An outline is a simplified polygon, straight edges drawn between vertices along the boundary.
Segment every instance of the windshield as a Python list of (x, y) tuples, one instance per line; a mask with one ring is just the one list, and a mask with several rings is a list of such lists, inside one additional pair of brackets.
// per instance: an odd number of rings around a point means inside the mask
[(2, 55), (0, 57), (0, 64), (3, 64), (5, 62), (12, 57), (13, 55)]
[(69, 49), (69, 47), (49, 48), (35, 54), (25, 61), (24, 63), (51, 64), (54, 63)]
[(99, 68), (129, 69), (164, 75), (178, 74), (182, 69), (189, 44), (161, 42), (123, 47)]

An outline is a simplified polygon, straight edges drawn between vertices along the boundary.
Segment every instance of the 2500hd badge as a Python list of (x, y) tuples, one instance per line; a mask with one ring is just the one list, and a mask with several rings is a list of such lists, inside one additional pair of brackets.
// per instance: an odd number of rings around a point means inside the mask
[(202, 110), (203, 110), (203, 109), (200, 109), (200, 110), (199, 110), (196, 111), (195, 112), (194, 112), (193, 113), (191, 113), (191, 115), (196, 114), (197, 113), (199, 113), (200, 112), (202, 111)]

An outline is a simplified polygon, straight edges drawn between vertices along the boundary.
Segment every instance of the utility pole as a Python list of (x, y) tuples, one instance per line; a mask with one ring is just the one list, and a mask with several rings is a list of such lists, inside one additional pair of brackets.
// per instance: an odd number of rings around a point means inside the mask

◆ ◆ ◆ ◆

> What you are asked to do: Swap every "simplified polygon" in the entries for "reduced polygon", and reproduce all the entries with no other change.

> Reply to the task:
An outline is a reduced polygon, straight edges drawn between vertices along the boundary.
Segment every instance of the windshield as a Python list of (x, y) tuples, one instance per line; a mask with one ring is just the one list, and a mask with several rings is a list of such lists, inside one additional pair of brackets.
// per instance: an odd number of rings around a point means inside the mask
[(2, 55), (0, 57), (0, 64), (3, 64), (5, 62), (12, 57), (13, 55)]
[(69, 49), (69, 47), (49, 48), (35, 54), (25, 61), (24, 63), (51, 64), (54, 63)]
[(99, 68), (129, 69), (164, 75), (178, 74), (182, 69), (189, 44), (161, 42), (123, 47)]

An outline is a reduced polygon, straight edges drawn between vertices along the boundary.
Segment every instance of the 2500hd badge as a Python list of (x, y) tuples, one instance per line; a mask with one ring is just the one list, and a mask with several rings is a list of such lists, inside one additional pair of brackets.
// per instance: an odd number of rings around a point means inside the mask
[(202, 110), (203, 110), (203, 109), (200, 109), (200, 110), (199, 110), (196, 111), (195, 112), (194, 112), (193, 113), (191, 113), (191, 115), (196, 114), (197, 113), (199, 113), (200, 112), (202, 111)]

An outline is a reduced polygon, straight edges drawn between vertices along the boundary.
Segment every instance of the utility pole as a Python list of (x, y) tuples, one instance per line; a mask with one ring is just the one list, and a mask with several rings is a list of such lists, inside one additional pair of brackets.
// per instance: an odd number of rings around a point means inside the mask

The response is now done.